| Pasaje citado |
----------

LOS TREPADORES DEL CIELO
A medida que el deterioro de los escaladores se agrava, la gran pregunta de Mal de altura es acerca de la naturaleza de esta experiencia. Si la etimología de la ascensión toma como referencia la “ascesis”, puede quizá explicarse el sentido de esta mortificación de la carne. La analogía con el calvario de Chris McCandless en Alaska es inmediata. El sufrimiento del cuerpo como tributo a la conquista del cielo. Porque, si bien a los 8848 metros de altura del Everest no son todavía el cielo, al menos lo acercan. Pero los intereses de los escaladores no son los mismos. Los guías, veteranos del montañismo, curtidos en los riesgos, son respetuosos de la altura. Los clientes (como se denomina a los escaladores que pagan por la experiencia) conforman una fauna en la que se mezcla la unción espiritual con el esnobismo. Krakauer se concentra en caricaturizar el patetismo de Sandy Pittman, una millonaria vinculada a la revista Vanity Fair, y la compara con la actitud humilde y reverencial de los serpas, los explotados del negocio montañista.
Con su entomológica revelación de los percances, Mal de altura puede ser leído como un texto de denuncia sobre la comercialización de uno de los últimos rincones sacros del planeta. Krakauer se preocupa por plantear las modificaciones de la cultura nepalesa y el paternalismo de muchos occidentales que extrañan “los viejos buenos tiempos”, aludiendo a las primeras expediciones. Sin embargo, los serpas no protestan por los cambios. El deporte de riesgo, con su veta espuria, aportó subvenciones, se crearon hospitales, se tendieron puentes y, con sus limosnas, el progreso contribuyó a disminuir los índices de mortalidad infantil. Mal de altura, además de denunciar, inquieta por su capacidad de situar al lector en el centro emocional de una aventura que transcurre en el filo de la razón y la demencia.

LA VOZ INTERIOR
El 10 de mayo de 1996 por la tarde, algunos integrantes de la expedición que integraba Krakauer encararon el difícil descenso de la cima. En tanto, otros veinte escaladores seguían empeñados en el ascenso sin advertir unos nubarrones compactos que iban ensombreciendo las alturas. Seis horas más tarde y tres mil metros más abajo, víctima de un ataque de pánico debido a la falta de oxígeno, Krakauer yacía aterrorizado en su tienda estremecida por el vendaval. Poco después se enteraría de que cinco de sus compañeros habían muerto y a un sexto fue necesario amputarle una mano. Uno de los autores citados por Krakauer, Harold Brodkey, dice: “Desconfío de cualquier pretensión arrogante de controlar lo que está narrando. Aquel que afirma comprender, o escribir con una emoción amparada en los recuerdos serenos, es un tonto y un embustero. Comprender es temblar. Recordar es vivir y quedar desgarrado. Admiro la autoridad de quien enfrenta los hechos postrado de rodillas”. Aquellos montañistas que sobrevivieron distintas escaladas, que vivieron para contarlo (como Ismael, tripulante del Pequod) recomiendan a sus discípulos prestarle atención a la voz interior. Aunque tiene su reminiscencia new age, con respecto de esta fábula los expertos resaltan la infinidad de historias sobre quienes sobrevivieron a una catástrofe sólo por frenar a tiempo y escuchar el augurio.

----------

| Extracto de datos |
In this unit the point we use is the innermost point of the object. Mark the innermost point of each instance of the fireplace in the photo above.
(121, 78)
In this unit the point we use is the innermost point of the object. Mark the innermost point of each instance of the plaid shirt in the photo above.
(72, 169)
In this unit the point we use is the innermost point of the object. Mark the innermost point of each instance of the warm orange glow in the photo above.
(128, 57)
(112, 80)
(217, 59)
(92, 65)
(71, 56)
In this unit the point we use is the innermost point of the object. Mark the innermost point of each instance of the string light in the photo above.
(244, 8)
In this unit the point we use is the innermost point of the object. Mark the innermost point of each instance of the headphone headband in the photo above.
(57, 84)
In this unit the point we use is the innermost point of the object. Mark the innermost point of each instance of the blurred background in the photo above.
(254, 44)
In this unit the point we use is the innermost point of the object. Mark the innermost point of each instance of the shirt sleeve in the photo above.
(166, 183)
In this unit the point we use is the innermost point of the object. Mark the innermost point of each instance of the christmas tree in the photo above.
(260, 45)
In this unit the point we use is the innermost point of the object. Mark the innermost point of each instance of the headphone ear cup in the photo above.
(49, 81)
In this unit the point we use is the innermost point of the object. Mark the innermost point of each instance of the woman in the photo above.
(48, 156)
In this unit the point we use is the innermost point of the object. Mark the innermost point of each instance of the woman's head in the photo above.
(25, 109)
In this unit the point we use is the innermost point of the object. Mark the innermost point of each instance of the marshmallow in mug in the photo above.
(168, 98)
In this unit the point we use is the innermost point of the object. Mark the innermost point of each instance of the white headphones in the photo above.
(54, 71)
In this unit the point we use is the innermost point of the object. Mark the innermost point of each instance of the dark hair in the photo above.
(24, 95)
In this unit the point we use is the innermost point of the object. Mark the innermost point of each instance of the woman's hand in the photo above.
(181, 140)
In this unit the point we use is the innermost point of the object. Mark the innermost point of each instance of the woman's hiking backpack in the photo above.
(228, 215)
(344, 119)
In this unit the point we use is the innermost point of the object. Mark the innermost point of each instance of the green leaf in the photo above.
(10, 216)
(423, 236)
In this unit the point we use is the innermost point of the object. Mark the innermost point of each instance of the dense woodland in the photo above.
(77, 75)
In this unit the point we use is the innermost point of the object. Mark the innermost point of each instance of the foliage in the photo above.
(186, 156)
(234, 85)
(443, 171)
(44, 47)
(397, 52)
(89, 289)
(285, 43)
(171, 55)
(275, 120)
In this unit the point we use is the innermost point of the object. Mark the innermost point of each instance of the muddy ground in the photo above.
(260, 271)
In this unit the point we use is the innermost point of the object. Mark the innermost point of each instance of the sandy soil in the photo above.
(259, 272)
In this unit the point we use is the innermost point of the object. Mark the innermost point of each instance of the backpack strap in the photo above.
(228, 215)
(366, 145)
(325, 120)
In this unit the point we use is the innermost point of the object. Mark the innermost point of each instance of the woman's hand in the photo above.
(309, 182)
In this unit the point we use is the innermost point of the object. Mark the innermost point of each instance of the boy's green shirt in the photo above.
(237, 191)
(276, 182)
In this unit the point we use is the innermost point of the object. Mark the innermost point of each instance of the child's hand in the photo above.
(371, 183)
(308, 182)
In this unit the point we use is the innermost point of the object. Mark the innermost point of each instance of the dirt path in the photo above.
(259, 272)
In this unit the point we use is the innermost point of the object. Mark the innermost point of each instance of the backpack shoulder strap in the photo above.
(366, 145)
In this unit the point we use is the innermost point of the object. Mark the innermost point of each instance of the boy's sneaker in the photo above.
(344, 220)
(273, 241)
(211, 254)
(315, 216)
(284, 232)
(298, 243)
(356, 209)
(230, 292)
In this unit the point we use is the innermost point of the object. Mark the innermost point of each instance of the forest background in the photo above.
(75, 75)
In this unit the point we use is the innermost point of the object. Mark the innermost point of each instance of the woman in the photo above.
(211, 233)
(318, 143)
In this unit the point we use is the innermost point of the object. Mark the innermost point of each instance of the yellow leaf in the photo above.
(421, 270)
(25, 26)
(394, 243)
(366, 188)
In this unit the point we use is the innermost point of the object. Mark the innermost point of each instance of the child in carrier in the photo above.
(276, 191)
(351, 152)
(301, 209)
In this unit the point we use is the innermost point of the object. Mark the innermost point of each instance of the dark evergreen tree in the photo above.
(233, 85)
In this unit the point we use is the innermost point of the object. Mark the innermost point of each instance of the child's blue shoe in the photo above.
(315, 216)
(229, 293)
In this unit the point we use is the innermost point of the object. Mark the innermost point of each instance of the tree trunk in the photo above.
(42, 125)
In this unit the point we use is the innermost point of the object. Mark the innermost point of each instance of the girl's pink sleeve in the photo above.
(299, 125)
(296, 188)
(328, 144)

----------

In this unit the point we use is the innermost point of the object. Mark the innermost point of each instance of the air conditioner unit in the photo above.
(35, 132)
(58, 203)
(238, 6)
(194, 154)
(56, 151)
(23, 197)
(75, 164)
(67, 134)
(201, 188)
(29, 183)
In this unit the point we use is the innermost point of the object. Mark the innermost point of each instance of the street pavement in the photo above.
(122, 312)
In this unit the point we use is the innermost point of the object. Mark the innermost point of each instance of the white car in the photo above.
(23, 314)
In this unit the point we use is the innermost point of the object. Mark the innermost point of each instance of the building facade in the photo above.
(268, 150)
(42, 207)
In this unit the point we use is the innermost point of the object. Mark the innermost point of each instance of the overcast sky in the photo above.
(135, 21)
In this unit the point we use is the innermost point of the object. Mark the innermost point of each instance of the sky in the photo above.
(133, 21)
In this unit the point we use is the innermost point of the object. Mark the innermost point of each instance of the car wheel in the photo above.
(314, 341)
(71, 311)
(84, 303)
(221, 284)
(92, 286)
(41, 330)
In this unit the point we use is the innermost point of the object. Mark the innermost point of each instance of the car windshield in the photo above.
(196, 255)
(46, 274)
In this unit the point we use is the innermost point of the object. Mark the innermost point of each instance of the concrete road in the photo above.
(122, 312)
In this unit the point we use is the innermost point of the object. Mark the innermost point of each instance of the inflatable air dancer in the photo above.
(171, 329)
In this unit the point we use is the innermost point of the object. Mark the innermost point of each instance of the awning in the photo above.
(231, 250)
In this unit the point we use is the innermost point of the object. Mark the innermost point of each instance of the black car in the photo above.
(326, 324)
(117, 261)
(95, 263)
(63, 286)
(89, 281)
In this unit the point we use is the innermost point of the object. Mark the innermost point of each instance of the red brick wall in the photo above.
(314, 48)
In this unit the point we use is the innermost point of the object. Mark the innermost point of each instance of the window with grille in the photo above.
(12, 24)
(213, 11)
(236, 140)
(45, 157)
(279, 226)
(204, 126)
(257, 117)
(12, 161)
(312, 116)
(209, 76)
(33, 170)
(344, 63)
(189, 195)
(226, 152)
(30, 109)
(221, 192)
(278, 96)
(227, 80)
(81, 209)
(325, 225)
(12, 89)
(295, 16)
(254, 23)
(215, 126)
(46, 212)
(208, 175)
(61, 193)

----------

| Problema a resolver |
Reescribe el tramo del pasaje citado que va desde "Con su entomológica" hasta "y la demencia.", poniendo "escuelas" en lugar de "hospitales".

| Respuesta al ejercicio |
Con su entomológica revelación de los percances, Mal de altura puede ser leído como un texto de denuncia sobre la comercialización de uno de los últimos rincones sacros del planeta. Krakauer se preocupa por plantear las modificaciones de la cultura nepalesa y el paternalismo de muchos occidentales que extrañan “los viejos buenos tiempos”, aludiendo a las primeras expediciones. Sin embargo, los serpas no protestan por los cambios. El deporte de riesgo, con su veta espuria, aportó subvenciones, se crearon escuelas, se tendieron puentes y, con sus limosnas, el progreso contribuyó a disminuir los índices de mortalidad infantil. Mal de altura, además de denunciar, inquieta por su capacidad de situar al lector en el centro emocional de una aventura que transcurre en el filo de la razón y la demencia.